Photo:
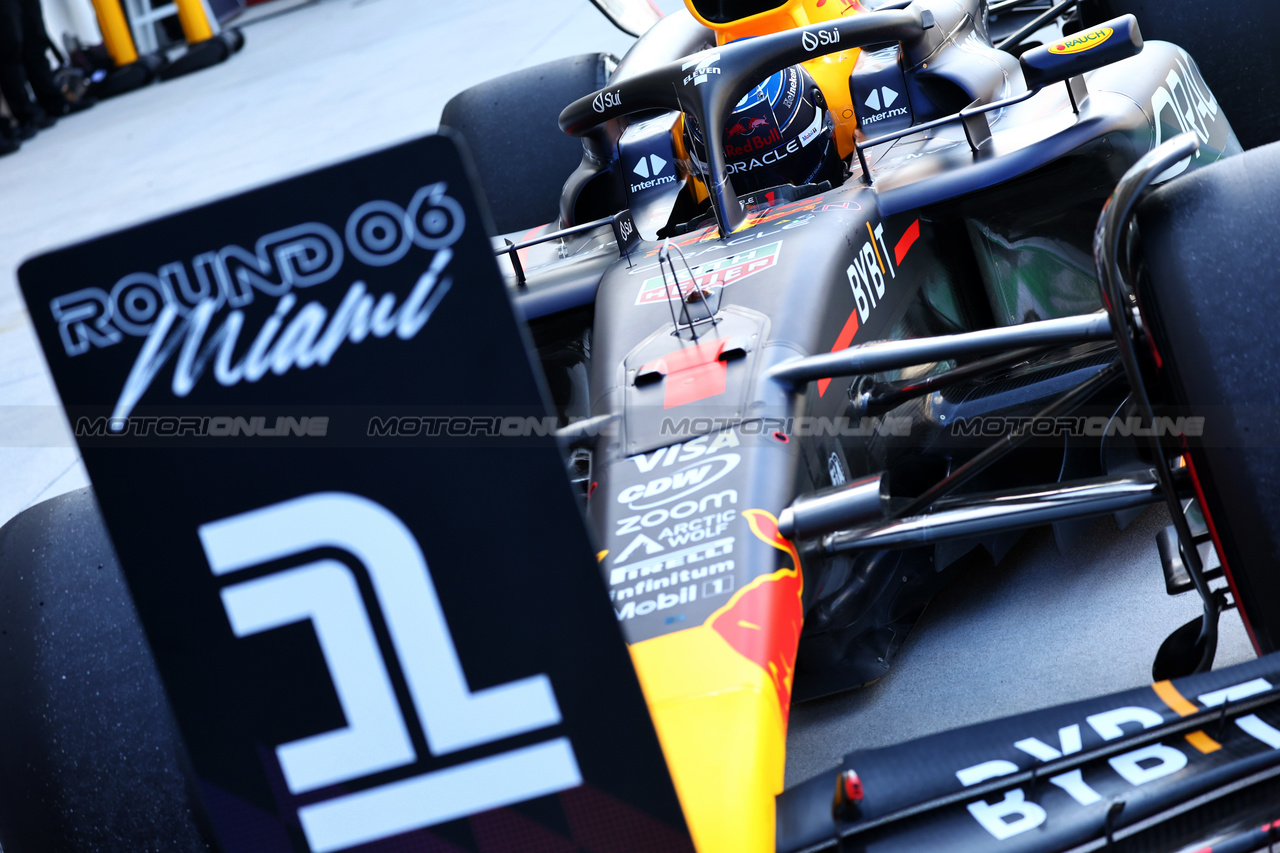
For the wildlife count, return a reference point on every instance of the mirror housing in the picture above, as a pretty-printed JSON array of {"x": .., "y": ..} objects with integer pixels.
[{"x": 1082, "y": 51}]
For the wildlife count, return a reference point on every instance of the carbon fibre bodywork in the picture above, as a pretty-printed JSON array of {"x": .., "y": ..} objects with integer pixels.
[{"x": 700, "y": 445}]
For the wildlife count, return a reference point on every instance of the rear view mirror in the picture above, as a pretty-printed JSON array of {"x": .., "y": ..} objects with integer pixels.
[{"x": 1082, "y": 51}]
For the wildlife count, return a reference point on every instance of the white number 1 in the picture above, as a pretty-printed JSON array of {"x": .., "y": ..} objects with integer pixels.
[{"x": 376, "y": 737}]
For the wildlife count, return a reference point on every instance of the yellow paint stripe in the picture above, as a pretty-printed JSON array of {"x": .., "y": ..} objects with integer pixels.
[
  {"x": 872, "y": 233},
  {"x": 1203, "y": 742},
  {"x": 1179, "y": 705},
  {"x": 1175, "y": 701}
]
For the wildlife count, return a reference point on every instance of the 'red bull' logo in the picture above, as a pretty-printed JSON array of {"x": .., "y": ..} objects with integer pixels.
[
  {"x": 746, "y": 127},
  {"x": 762, "y": 623},
  {"x": 753, "y": 144}
]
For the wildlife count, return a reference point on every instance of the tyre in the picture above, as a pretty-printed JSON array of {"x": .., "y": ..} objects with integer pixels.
[
  {"x": 1211, "y": 300},
  {"x": 1232, "y": 42},
  {"x": 91, "y": 760},
  {"x": 510, "y": 124}
]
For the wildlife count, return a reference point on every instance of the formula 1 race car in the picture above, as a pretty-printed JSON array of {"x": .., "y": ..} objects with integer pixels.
[
  {"x": 860, "y": 293},
  {"x": 831, "y": 293}
]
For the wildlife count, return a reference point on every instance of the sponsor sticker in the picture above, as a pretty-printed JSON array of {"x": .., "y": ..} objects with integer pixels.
[
  {"x": 712, "y": 274},
  {"x": 1082, "y": 41}
]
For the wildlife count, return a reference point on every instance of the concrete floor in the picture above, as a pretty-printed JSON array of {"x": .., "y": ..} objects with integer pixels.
[{"x": 341, "y": 77}]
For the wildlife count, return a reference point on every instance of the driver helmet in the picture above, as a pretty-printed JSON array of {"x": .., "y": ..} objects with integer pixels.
[{"x": 781, "y": 132}]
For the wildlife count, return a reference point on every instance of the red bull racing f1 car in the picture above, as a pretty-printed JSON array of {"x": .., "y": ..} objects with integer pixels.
[{"x": 828, "y": 295}]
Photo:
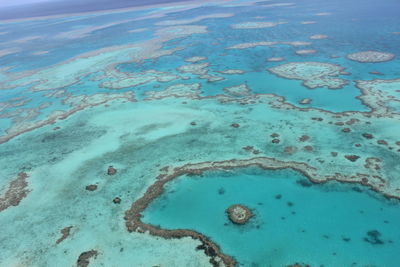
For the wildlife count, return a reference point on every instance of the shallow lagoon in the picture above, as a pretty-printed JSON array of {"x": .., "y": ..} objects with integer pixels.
[{"x": 295, "y": 221}]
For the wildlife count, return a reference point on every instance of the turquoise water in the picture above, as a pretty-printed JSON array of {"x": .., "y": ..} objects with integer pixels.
[
  {"x": 82, "y": 92},
  {"x": 294, "y": 220}
]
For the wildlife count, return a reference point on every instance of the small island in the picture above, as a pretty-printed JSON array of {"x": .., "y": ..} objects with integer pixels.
[{"x": 239, "y": 214}]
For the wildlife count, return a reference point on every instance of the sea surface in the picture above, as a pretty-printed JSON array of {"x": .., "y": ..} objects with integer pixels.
[{"x": 128, "y": 126}]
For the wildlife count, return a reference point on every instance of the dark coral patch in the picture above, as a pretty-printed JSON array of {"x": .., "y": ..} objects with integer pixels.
[
  {"x": 374, "y": 237},
  {"x": 367, "y": 135},
  {"x": 65, "y": 233},
  {"x": 304, "y": 138},
  {"x": 84, "y": 258},
  {"x": 111, "y": 170},
  {"x": 308, "y": 148},
  {"x": 352, "y": 158},
  {"x": 91, "y": 187},
  {"x": 382, "y": 142}
]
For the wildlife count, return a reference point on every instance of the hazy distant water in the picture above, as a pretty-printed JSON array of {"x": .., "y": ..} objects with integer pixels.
[{"x": 73, "y": 6}]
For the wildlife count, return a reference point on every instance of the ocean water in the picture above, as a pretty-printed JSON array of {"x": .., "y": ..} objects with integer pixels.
[
  {"x": 185, "y": 96},
  {"x": 294, "y": 220}
]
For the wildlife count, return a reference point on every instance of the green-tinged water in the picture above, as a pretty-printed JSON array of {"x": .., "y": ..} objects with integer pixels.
[{"x": 96, "y": 108}]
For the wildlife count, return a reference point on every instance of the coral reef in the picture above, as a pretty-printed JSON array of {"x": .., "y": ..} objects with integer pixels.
[
  {"x": 84, "y": 258},
  {"x": 313, "y": 74},
  {"x": 256, "y": 25},
  {"x": 16, "y": 191},
  {"x": 239, "y": 214},
  {"x": 371, "y": 56},
  {"x": 65, "y": 232}
]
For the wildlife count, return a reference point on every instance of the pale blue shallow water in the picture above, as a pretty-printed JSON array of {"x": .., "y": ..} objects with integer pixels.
[{"x": 320, "y": 225}]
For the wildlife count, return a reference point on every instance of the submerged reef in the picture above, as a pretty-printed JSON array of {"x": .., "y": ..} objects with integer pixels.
[
  {"x": 256, "y": 25},
  {"x": 84, "y": 258},
  {"x": 239, "y": 214},
  {"x": 306, "y": 52},
  {"x": 371, "y": 56},
  {"x": 65, "y": 232},
  {"x": 146, "y": 88},
  {"x": 313, "y": 74},
  {"x": 16, "y": 191}
]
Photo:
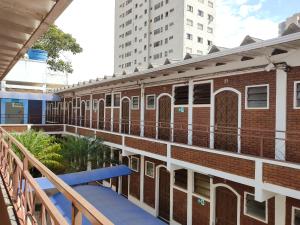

EXERCISE OBJECTIVE: Transcribe all of the data above verbatim, omitting the pictures from your answer.

EXERCISE RESULT:
Photo:
For the wildlife count, return a reference point on every instance of the mirror housing in the picture above, as a pretty-printed JSON array of {"x": .., "y": ..} objects with integer pixels.
[{"x": 1082, "y": 51}]
For the wildlife count, return a reference point on every instance of the carbon fibre bodywork in the picture above, as a pretty-printed JSON array of {"x": .., "y": ..} objects with integer pixels.
[{"x": 700, "y": 445}]
For the wildlife count, return a reference point on every instance of the rear view mirror in the picture above, as a pretty-printed JSON array of {"x": .., "y": ..} objects with integer pixels.
[{"x": 1082, "y": 51}]
For the wildlife count, return a reference point on every instance of the white number 1 in the picture above, as a pretty-printed JSON array of {"x": .., "y": ..} objects with integer pixels.
[{"x": 376, "y": 737}]
For the wildlife count, return a reference point on every instance of the yellow paint stripe in the picture above, as a pretty-printed JSON array of {"x": .., "y": ..} objects with integer pixels.
[
  {"x": 872, "y": 233},
  {"x": 1203, "y": 742},
  {"x": 1179, "y": 705},
  {"x": 1175, "y": 701}
]
For the wildlife count, return a reference point on every instance of the 'red bull' logo in the picture above, as a pretty-printed JSON array of {"x": .., "y": ..} objects with integer pixels.
[
  {"x": 746, "y": 127},
  {"x": 762, "y": 623},
  {"x": 753, "y": 144}
]
For the wildlife count, return a reference point on every instance of the tyre in the picture above, as a pretty-printed JSON array of {"x": .., "y": ..} objects with integer pixels.
[
  {"x": 1211, "y": 300},
  {"x": 1232, "y": 42},
  {"x": 91, "y": 760},
  {"x": 510, "y": 124}
]
For the wildlife count, return a reference point on every instance of the formula 1 race car in the picture above, as a pretty-printed JSON array of {"x": .., "y": ..} objects with integer pixels.
[
  {"x": 860, "y": 293},
  {"x": 831, "y": 293}
]
For the wildlife count, return a reference point on every instance of the sponsor sticker in the picture above, as a pretty-printed JSON array of {"x": .., "y": ..} objects with integer pixels.
[
  {"x": 712, "y": 274},
  {"x": 1082, "y": 41}
]
For the wildlife count, return a reference point on every instance of the concrete floor in the picture above, as a pretty-printed JSON array of {"x": .., "y": ..} objects with integer pixels.
[{"x": 341, "y": 77}]
For the wildlife count, return a reference point on every instance of the driver helmet in the picture above, as a pretty-printed JSON array of {"x": .., "y": ..} objects with integer pixels.
[{"x": 781, "y": 132}]
For the wildlife count, return a reference point on every instance of the red bull racing f1 car in the picture above, as a pretty-printed JSON array of {"x": .., "y": ..} objects with integer pixels.
[{"x": 828, "y": 295}]
Photo:
For the wildlife count, return a reference point on every instance of the shallow lagoon in the picture above, as a pretty-printed JSON array of {"x": .., "y": ..} objects with integer pixels.
[{"x": 295, "y": 221}]
For the wildlife count, return a reference point on every instance of the turquoise water in the picture above, as a pretty-printed JSON array of {"x": .., "y": ..} objects with integer pixels.
[
  {"x": 82, "y": 92},
  {"x": 294, "y": 220}
]
For the wildlife count, return a reference point on every instance of the small island in the picture above, as a pretty-printed JSON array of {"x": .., "y": ..} objects with integer pixels.
[{"x": 239, "y": 214}]
For the wildlife count, return a reference point on every instance of the sea surface in the picture above, as a pretty-printed JSON array of {"x": .., "y": ..} objects with integer pixels.
[{"x": 128, "y": 126}]
For the wildlife count, return a reference point on every instance of the dark coral patch in the picture above, as a pretty-printed JSON array of {"x": .., "y": ..} objects with integer pixels.
[
  {"x": 374, "y": 237},
  {"x": 367, "y": 135},
  {"x": 65, "y": 233},
  {"x": 304, "y": 138},
  {"x": 84, "y": 258},
  {"x": 111, "y": 170},
  {"x": 308, "y": 148},
  {"x": 352, "y": 158},
  {"x": 91, "y": 187},
  {"x": 382, "y": 142}
]
For the wildlife count, return a reference point on every instance of the hazy distant water in the picture above, as a pretty-printed JSON array of {"x": .., "y": ..} objects with integer pixels.
[{"x": 73, "y": 6}]
For the wildlife count, return a reference point on every instance of the ocean water in the picture above, as a pretty-printed JSON array of {"x": .., "y": ..} objects with integer pixels.
[
  {"x": 185, "y": 96},
  {"x": 294, "y": 220}
]
For the wildlife count, return a reference point on every instance of the green-tinged water in the picture above, as a pretty-printed JSON array of {"x": .., "y": ..} objects with integer pixels.
[{"x": 96, "y": 108}]
For the wildlife count, return a reference point on every instance of the coral reef in the picture above, as a pretty-printed JSON array of {"x": .., "y": ..} objects with integer pixels.
[
  {"x": 84, "y": 258},
  {"x": 313, "y": 74},
  {"x": 256, "y": 25},
  {"x": 16, "y": 191},
  {"x": 239, "y": 214},
  {"x": 371, "y": 56},
  {"x": 65, "y": 232}
]
For the wildlife count, return a reference point on every instance of the pale blue shallow water in the picture above, as a pretty-printed JSON array of {"x": .., "y": ..} objects with integer pixels.
[{"x": 320, "y": 225}]
For the wildlife count, return a reference point on every instance of the submerged reef in the picture above, as a pretty-printed JSON array of {"x": .., "y": ..} objects with integer pixels.
[
  {"x": 256, "y": 25},
  {"x": 84, "y": 258},
  {"x": 239, "y": 214},
  {"x": 306, "y": 52},
  {"x": 371, "y": 56},
  {"x": 65, "y": 232},
  {"x": 146, "y": 88},
  {"x": 313, "y": 74},
  {"x": 16, "y": 191}
]
Photo:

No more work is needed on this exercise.